BRIEF →
Copy out the lines starting at the one containing "Locate the bottom" and ending with the final line, swapping "cake tier" for "cake layer" and leaving everything else unchanged.

[Entries from a pointing dataset]
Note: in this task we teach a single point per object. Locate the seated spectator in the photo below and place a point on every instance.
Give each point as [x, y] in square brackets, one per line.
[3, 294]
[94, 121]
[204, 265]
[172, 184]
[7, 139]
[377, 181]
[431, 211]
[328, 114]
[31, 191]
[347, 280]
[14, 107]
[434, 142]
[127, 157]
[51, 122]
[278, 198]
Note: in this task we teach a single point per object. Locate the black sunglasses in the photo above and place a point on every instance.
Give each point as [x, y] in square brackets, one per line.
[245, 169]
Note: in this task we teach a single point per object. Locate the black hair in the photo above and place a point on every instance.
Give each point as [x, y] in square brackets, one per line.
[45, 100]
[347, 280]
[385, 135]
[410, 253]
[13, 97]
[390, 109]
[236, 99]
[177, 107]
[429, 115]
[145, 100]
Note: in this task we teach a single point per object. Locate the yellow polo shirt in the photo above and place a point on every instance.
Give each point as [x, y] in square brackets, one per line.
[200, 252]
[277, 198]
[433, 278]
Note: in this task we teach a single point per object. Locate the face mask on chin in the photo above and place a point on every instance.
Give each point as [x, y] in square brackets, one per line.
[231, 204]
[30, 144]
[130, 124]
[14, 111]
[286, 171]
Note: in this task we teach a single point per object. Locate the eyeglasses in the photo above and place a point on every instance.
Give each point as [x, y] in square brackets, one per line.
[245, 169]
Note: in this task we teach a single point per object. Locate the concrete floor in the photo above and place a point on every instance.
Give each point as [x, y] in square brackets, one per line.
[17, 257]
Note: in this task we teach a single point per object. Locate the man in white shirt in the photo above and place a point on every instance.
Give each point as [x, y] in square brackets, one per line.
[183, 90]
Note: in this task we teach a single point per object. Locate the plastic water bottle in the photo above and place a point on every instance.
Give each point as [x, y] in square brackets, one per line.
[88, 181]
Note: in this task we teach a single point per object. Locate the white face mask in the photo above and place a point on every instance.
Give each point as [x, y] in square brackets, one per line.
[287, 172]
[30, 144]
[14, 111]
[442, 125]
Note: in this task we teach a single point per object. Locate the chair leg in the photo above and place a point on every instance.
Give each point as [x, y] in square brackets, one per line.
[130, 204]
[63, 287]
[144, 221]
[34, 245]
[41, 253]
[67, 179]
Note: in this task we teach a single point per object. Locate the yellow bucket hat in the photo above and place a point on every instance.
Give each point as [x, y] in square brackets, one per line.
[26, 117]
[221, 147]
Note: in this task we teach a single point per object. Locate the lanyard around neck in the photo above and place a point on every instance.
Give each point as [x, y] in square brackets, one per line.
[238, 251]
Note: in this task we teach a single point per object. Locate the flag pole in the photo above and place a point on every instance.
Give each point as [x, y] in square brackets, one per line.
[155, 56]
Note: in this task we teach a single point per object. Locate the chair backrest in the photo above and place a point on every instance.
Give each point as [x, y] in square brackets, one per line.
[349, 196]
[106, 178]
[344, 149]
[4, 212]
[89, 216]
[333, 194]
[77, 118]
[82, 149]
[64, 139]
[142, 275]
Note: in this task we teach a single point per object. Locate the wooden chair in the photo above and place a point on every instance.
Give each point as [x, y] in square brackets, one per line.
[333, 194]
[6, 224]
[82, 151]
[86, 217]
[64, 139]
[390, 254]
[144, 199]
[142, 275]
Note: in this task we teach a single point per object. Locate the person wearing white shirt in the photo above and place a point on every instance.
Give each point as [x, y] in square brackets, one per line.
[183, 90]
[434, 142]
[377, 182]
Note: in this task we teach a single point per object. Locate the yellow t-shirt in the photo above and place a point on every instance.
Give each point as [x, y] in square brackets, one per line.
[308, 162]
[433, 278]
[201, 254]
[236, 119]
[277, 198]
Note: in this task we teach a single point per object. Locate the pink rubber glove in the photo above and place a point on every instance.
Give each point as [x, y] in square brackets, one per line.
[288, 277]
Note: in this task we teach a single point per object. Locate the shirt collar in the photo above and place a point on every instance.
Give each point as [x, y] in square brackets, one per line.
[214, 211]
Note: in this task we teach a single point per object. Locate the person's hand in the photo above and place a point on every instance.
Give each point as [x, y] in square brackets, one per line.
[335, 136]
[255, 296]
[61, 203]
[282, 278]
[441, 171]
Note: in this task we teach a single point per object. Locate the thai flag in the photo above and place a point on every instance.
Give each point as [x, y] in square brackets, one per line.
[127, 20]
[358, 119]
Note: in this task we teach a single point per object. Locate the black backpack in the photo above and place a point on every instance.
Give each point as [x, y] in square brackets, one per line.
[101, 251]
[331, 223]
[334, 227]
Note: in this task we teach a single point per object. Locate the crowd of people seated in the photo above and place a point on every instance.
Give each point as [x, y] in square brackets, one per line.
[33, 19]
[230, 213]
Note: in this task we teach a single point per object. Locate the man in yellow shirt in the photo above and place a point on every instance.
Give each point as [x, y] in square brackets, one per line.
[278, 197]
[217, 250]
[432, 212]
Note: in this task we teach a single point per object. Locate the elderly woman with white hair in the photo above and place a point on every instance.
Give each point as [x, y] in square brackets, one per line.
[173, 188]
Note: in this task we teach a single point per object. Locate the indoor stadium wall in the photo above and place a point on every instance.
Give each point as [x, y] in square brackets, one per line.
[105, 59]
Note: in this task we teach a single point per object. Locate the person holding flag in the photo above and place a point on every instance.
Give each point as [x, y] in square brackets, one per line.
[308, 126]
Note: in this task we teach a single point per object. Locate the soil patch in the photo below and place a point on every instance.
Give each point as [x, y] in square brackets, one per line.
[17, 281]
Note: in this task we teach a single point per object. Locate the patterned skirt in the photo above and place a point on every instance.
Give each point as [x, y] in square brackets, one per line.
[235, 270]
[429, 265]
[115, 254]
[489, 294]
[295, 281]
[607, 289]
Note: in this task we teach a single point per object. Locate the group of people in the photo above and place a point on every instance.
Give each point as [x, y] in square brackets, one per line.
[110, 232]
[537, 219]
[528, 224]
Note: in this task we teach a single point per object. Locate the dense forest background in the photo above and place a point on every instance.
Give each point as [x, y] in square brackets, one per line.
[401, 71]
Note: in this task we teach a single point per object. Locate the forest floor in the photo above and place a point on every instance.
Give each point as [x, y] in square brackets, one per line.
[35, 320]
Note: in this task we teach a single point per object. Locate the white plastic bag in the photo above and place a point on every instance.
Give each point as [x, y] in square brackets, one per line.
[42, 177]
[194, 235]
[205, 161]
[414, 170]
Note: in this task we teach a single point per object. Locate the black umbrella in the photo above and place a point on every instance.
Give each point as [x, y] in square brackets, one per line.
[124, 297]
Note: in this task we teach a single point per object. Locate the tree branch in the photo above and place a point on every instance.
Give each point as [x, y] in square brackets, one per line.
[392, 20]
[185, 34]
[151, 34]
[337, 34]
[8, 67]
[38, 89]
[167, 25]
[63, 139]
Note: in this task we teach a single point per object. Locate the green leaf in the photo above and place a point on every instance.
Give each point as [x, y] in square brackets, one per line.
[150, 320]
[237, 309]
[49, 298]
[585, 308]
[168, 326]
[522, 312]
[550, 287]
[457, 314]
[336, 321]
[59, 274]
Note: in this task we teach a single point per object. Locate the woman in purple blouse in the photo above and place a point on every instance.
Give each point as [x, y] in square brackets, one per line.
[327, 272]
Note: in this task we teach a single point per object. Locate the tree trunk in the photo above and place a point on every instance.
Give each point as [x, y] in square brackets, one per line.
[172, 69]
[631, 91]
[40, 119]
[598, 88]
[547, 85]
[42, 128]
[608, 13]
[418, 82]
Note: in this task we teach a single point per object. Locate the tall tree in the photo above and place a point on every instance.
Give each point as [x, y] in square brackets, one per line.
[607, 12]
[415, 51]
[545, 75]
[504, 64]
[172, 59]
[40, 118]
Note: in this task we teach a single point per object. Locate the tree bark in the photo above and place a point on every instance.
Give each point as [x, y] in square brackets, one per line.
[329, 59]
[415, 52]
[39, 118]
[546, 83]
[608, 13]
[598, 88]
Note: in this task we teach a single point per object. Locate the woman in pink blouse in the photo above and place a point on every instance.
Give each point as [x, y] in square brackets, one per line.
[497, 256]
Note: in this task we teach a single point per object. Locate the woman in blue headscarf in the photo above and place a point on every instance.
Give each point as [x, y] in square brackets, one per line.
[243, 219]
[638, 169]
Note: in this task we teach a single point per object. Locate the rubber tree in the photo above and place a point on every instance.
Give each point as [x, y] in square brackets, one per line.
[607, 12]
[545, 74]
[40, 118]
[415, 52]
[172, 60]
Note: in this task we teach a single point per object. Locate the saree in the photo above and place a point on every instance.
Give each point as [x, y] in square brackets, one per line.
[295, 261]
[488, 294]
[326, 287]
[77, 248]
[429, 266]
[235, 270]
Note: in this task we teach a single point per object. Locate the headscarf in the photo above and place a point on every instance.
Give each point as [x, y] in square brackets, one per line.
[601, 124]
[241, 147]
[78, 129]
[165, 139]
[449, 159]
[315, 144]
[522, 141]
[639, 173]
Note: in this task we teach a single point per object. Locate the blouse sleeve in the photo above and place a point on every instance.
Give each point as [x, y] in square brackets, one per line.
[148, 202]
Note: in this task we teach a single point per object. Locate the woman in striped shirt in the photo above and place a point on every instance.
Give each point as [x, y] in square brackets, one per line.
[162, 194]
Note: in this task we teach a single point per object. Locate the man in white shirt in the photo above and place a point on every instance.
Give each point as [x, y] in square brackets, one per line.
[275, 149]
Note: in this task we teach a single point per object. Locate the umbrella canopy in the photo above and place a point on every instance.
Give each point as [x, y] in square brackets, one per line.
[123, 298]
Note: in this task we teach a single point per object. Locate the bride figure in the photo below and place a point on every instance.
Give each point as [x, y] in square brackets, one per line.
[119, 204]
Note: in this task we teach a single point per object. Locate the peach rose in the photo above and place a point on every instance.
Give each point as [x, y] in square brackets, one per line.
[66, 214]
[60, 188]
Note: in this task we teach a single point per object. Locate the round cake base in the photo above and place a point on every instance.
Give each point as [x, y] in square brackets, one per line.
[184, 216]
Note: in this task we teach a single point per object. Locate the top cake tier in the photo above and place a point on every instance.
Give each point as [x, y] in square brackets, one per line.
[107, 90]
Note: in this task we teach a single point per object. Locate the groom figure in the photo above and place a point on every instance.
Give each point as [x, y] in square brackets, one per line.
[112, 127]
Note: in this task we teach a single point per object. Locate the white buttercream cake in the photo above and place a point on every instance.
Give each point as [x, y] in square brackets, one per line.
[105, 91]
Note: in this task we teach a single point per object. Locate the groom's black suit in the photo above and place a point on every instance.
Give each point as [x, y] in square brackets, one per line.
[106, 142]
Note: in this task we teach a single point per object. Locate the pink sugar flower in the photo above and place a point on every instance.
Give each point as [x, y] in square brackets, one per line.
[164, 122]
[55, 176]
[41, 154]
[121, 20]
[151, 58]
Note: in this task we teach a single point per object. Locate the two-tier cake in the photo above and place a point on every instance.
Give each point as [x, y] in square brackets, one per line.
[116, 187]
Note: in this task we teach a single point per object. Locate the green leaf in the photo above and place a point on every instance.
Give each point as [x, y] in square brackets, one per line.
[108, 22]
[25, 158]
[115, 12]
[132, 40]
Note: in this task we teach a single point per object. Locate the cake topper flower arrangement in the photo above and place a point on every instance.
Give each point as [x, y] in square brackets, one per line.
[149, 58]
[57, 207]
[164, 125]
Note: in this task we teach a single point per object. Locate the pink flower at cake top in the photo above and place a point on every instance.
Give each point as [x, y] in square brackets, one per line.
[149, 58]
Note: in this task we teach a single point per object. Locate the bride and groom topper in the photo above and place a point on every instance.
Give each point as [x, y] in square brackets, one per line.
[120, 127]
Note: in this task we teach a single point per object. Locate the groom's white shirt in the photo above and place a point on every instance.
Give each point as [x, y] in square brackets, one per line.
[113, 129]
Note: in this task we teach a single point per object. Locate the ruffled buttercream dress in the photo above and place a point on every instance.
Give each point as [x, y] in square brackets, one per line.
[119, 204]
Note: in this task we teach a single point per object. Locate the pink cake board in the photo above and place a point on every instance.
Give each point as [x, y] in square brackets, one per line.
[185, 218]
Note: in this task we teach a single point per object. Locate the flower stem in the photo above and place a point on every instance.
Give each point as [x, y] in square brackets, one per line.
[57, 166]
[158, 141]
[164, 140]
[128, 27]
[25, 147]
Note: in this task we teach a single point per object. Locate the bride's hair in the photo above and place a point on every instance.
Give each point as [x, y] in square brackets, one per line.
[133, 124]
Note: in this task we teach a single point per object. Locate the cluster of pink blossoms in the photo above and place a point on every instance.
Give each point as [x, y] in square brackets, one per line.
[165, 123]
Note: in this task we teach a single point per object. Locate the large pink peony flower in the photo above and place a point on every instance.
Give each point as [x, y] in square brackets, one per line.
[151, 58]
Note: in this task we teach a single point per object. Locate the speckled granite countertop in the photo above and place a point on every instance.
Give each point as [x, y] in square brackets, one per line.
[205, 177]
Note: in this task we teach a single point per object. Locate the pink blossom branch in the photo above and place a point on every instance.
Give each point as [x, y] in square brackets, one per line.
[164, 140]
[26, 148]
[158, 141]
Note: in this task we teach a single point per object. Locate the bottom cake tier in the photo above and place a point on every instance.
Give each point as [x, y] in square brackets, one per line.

EXERCISE RESPONSE →
Note: in this task we teach a single point per object. Locate the bottom cake layer in the photo above and place a point on every instance.
Give each point as [x, y] in square brackets, one per line.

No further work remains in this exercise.